| L'ÉNONCÉ |
Prolongez le texte sur le signalement anonyme en reprenant juste après sa dernière phrase.

| EXTRAIT PRÉSENTÉ |
☆ ☆ ☆
Il s’agit malheureusement de risques réels pour un whistleblower[xii]. Le collaborateur bien avisé qui ne souhaite ni être connu, ni prétériter sa santé et son avenir professionnel, sait qu’il n’a aucun avantage personnel et donc également aucune raison de signaler des irrégularités. Mais il existe une solution : le signalement anonyme.

Signalement anonyme : le meilleur canal de signalement pour l’entreprise et le whistleblower

La première erreur de Daniel, c’est d’avoir pensé que la confidentialité qu’on lui avait garantie le protégerait. Or, confidentialité ne veut pas dire anonymat. Même si l’employeur respecte la confidentialité, une plainte pénale[xiii] de la personne soupçonnée mettra fin à la confidentialité. Et cela n’est pas critiquable ; la personne soupçonnée a aussi des droits, dont celui d’accéder au dossier. Les dispositions relatives à la protection de la personnalité et à la protection des données du travailleur (art. 328 et 328b CO) imposent déjà à l’employeur d’informer la personne soupçonnée et de lui donner l’accès au dossier dès que le secret de l’enquête interne ne l’exige plus[xiv]. L’autre erreur de Daniel, c’est d’avoir pensé que l’existence d’un système d’annonce sur le papier lui garantirait un traitement professionnel de son signalement par l’entreprise. Or, la réalité peut être bien différente.

Ainsi, seul l’anonymat permet au whistleblower, pour autant qu’il ne fournisse pas des informations permettant de l’identifier de manière absolue, d’éviter tous les « effets pervers » d’un signalement[xv]. L’anonymat ne peut être garanti qu’au moyen d’une plateforme informatique conçue à cet effet, dans le sens où l’anonymat est protégé par des moyens techniques[xvi]. C’est ce que propose notamment le Contrôle fédéral des finances depuis juin 2017[xvii]. Tout en garantissant l’anonymat, ce type de plateforme permet également de dialoguer avec le whistleblower. Il s’agit d’une fonctionnalité essentielle pour que le service en charge du traitement puisse établir correctement les faits et récolter les preuves suffisantes.

Certains estiment que les alertes anonymes ne devraient pas être proposées ou autorisées, notamment en raison d’un risque accru d’abus[xviii]. Mais ce risque n’est pas vérifié[xix]. Au contraire, l’étude précitée et l’expérience montrent non seulement qu’il n’y a pas plus d’abus, mais également que le nombre et la qualité des signalements augmentent avec ce type de canal d’alerte spécialisé. Ce mode de signalement est par ailleurs privilégié par rapport à d’autres lorsqu’il est proposé[xx]. Et cela n’a rien d’étonnant. Il n’est pas dans notre culture de dénoncer. Les whistleblowers sont considérés comme des délateurs, avec des motivations forcément suspectes[xxi]. Une bonne communication, notamment sur les droits et obligations du whistleblower, est certainement la meilleure arme contre les abus[xxii].
☆ ☆ ☆
Enregistrements d'annotation par points:
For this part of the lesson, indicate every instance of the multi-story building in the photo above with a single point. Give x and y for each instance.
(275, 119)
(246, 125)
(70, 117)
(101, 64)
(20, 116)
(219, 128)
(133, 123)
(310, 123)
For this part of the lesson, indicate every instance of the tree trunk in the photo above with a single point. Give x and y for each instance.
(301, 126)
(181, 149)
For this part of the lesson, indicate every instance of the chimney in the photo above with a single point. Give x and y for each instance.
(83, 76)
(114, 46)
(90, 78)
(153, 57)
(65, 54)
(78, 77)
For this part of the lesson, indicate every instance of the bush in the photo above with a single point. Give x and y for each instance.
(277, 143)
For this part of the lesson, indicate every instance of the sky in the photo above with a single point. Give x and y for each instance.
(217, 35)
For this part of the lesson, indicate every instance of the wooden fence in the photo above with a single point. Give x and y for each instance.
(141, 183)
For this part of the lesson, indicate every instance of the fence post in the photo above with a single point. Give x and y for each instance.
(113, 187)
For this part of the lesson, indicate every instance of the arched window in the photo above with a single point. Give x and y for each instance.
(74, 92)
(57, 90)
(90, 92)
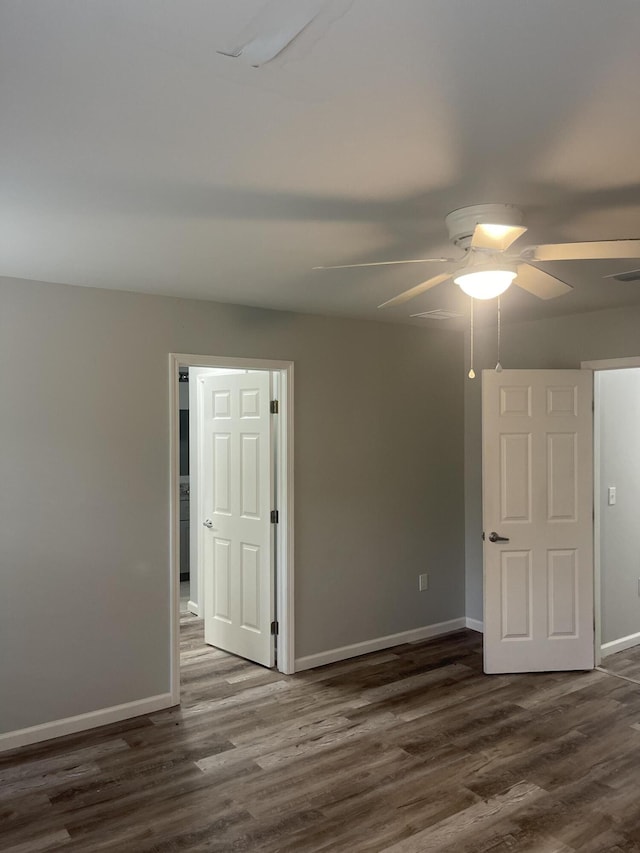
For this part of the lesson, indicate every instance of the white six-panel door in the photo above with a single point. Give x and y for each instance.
(237, 493)
(538, 495)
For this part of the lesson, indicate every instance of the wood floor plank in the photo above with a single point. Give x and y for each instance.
(405, 750)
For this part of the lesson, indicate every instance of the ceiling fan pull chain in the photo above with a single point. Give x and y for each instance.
(472, 373)
(498, 365)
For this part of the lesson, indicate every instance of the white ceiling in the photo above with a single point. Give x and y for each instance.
(136, 157)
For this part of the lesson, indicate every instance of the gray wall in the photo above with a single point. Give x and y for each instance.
(562, 342)
(84, 470)
(619, 421)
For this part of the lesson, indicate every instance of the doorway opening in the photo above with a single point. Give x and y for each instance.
(616, 495)
(189, 485)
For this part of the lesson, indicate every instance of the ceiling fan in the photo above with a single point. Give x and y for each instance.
(486, 233)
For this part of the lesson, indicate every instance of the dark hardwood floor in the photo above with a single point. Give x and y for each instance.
(407, 750)
(625, 664)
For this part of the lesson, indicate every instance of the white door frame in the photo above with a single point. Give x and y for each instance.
(284, 496)
(598, 365)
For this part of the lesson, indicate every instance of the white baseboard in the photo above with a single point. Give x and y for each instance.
(619, 645)
(412, 636)
(83, 722)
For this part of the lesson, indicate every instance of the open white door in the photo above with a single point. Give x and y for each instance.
(537, 463)
(237, 492)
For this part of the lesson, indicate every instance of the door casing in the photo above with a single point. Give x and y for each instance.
(284, 497)
(598, 365)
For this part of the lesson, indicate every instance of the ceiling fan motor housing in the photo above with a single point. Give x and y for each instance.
(462, 222)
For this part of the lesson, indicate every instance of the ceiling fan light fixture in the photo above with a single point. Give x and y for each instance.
(485, 283)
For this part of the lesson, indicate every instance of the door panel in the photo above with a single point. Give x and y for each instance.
(538, 495)
(237, 495)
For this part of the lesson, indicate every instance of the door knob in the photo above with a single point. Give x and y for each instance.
(495, 537)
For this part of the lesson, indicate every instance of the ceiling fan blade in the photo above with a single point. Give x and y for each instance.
(387, 263)
(593, 250)
(496, 237)
(540, 283)
(417, 290)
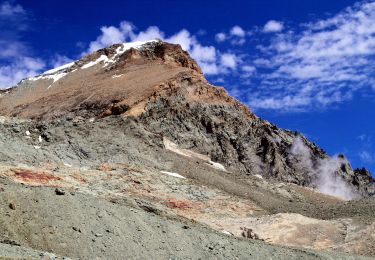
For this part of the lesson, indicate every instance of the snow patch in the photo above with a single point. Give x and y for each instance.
(119, 51)
(216, 165)
(63, 67)
(93, 63)
(173, 174)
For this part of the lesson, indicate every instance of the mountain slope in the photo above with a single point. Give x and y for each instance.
(123, 122)
(159, 83)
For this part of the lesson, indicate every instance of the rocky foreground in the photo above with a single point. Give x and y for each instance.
(131, 153)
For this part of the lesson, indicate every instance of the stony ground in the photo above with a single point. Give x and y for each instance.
(108, 188)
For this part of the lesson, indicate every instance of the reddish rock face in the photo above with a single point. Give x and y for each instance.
(104, 83)
(28, 176)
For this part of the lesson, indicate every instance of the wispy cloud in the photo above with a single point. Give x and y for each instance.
(323, 64)
(16, 62)
(236, 36)
(273, 26)
(366, 157)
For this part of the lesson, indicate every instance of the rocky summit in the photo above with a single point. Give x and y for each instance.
(130, 153)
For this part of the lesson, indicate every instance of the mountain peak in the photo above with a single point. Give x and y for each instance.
(111, 79)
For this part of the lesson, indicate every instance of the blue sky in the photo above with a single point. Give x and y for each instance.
(306, 65)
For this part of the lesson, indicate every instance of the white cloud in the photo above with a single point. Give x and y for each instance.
(273, 26)
(323, 172)
(19, 68)
(220, 37)
(7, 9)
(236, 36)
(208, 57)
(16, 62)
(237, 31)
(249, 69)
(229, 60)
(366, 157)
(331, 58)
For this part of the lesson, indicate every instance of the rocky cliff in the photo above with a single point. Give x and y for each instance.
(160, 86)
(132, 146)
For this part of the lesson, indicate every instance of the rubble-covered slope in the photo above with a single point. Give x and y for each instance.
(132, 146)
(161, 85)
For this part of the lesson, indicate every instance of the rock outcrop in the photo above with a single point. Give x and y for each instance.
(159, 84)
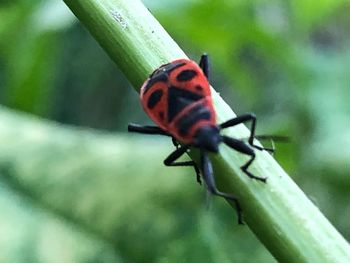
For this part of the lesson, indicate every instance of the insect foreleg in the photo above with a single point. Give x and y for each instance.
(209, 179)
(171, 160)
(244, 148)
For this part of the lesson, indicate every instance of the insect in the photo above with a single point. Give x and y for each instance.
(177, 97)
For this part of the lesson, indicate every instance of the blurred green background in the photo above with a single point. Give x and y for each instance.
(75, 187)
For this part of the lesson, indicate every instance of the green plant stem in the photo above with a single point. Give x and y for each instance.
(278, 212)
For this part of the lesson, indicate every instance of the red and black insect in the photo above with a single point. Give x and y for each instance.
(177, 98)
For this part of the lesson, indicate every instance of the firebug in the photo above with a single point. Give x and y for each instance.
(177, 97)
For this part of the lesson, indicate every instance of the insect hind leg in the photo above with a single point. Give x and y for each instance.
(171, 161)
(204, 65)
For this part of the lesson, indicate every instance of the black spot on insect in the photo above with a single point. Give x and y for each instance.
(154, 98)
(199, 88)
(178, 99)
(162, 77)
(195, 115)
(186, 75)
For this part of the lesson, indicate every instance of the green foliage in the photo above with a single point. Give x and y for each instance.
(61, 187)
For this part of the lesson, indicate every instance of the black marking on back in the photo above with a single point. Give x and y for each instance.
(168, 68)
(186, 75)
(196, 114)
(178, 99)
(154, 98)
(199, 88)
(161, 74)
(153, 80)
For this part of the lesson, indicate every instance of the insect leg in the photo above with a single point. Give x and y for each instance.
(170, 160)
(209, 179)
(241, 119)
(244, 148)
(132, 127)
(204, 65)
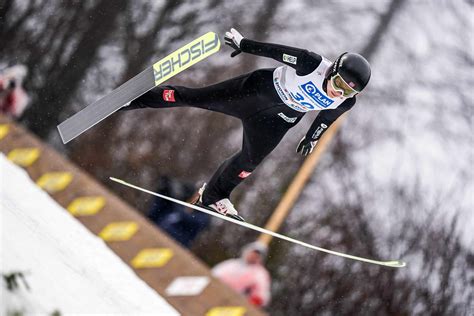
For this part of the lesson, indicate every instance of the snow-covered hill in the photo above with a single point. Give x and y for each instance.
(67, 269)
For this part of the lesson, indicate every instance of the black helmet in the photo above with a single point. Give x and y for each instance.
(354, 69)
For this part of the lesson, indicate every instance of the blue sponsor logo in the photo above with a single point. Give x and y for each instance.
(313, 92)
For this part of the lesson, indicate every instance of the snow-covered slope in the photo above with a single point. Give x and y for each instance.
(67, 268)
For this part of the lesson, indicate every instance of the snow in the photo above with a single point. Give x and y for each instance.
(67, 268)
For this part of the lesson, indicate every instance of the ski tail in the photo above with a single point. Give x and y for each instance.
(159, 72)
(390, 263)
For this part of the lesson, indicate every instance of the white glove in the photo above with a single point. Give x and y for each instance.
(233, 39)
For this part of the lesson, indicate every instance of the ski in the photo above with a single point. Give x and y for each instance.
(151, 77)
(391, 263)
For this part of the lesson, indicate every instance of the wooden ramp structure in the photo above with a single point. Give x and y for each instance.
(157, 259)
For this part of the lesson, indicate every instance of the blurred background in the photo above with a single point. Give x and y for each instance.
(396, 182)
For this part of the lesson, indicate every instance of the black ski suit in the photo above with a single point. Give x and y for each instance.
(253, 99)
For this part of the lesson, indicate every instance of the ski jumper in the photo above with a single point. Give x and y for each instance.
(268, 102)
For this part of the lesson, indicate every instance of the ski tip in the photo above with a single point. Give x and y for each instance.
(396, 264)
(116, 180)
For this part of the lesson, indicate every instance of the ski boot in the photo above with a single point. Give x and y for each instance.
(223, 207)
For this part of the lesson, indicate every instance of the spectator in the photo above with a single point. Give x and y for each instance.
(247, 275)
(181, 223)
(13, 99)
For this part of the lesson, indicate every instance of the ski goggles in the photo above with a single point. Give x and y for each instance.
(340, 85)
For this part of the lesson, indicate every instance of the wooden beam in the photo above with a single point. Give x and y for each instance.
(298, 183)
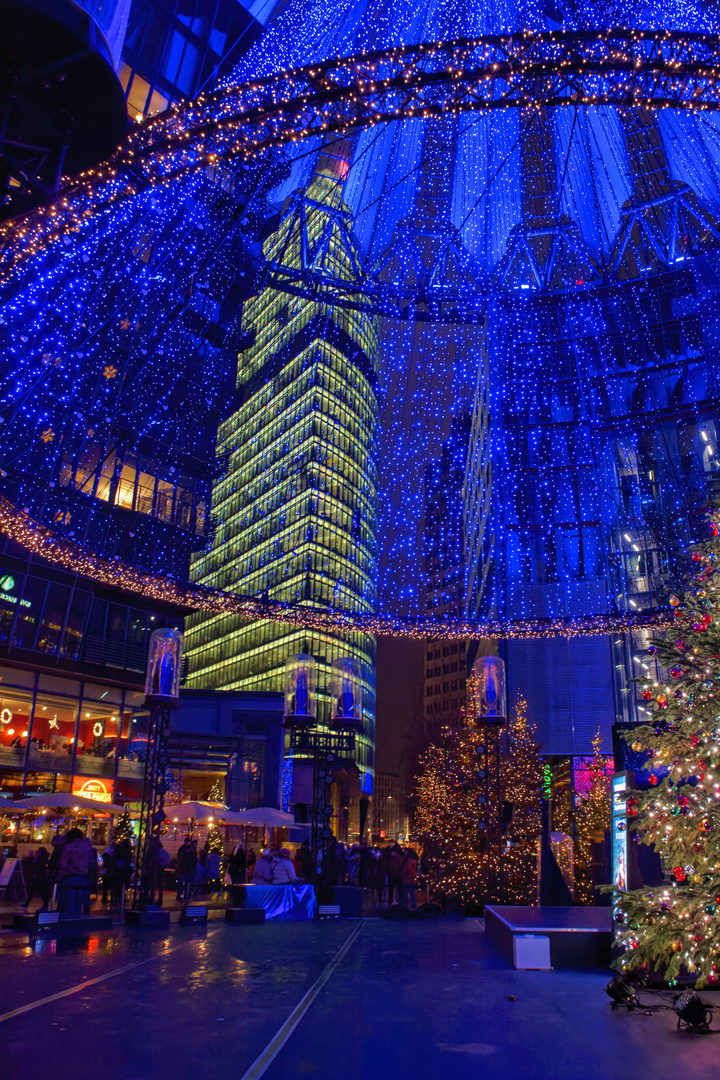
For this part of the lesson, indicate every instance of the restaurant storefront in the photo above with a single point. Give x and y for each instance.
(68, 734)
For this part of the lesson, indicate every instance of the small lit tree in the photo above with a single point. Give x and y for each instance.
(593, 818)
(522, 790)
(123, 829)
(449, 813)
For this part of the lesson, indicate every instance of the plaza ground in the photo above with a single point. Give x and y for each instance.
☆ ☆ ☆
| EXERCICE CORRIGÉ |
Avec un système de signalement anonyme tel que décrit ci-dessus, les témoins de dysfonctionnements souhaitant rester discrets, mais pas forcément silencieux, seront encouragés à effectuer un signalement. L’anonymat permet également d’éviter un détournement de l’attention vers le whistleblower et ses motivations. Le temps et les ressources peuvent ainsi être consacrés au sujet pertinent : les irrégularités. De plus, en investissant dans un tel système, l’entreprise donne un signal clair à ses collaborateurs sur sa volonté d’agir contre les comportements contraires à la loi ou à l’éthique. Rappelons que le whistleblowing est l’arme la plus efficace contre les actes qui ne causent pas de victimes directes, tels que notamment la fraude et la corruption[xxiii].


[i] Motion Gysin 03.3212 « Protection juridique pour les personnes qui découvrent des cas de corruption » du 7 mai 2003 et Motion Marty 03.334 « Mesures de protection des whistleblowers » du 19 juin 2003.

[ii] Message du 20 novembre 2013 sur la révision partielle du code des obligations (Protection en cas de signalement d’irrégularités par le travailleur) (FF 2013 [50] p. 8547). Documentation relative au projet : https://www.bj.admin.ch/bj/fr/home/wirtschaft/gesetzgebung/whistleblowing.html

[iii] Directive (UE) 2019/1937 du Parlement européen et du Conseil du 23 octobre 2019 sur la protection des personnes qui signalent des violations du droit de l’Union, JO L 305 du 26 novembre 2019, p. 17-56.

[iv] Message additionnel du 21 septembre 2018 sur la révision partielle du code des obligations (Protection en cas de signalement d’irrégularités par le travailleur) (FF 2018 [41] p. 6163) et Projet (FF 2019 [7] p. 1423).

[v] Système de signalement en cascade : pour autant que l’employeur ait mis en place un dispositif d’alerte indépendant et avec des règles claires (art. n321aquater al. 2 CO), le signalement doit en principe d’abord être adressé à l’employeur (art. n321abis CO) puis, s’il demeure sans effet, le whistleblower peut s’adresser aux autorités compétentes (art. n321ater CO) et en dernier lieu, à des conditions très strictes, au public (art. n321aquinquies CO).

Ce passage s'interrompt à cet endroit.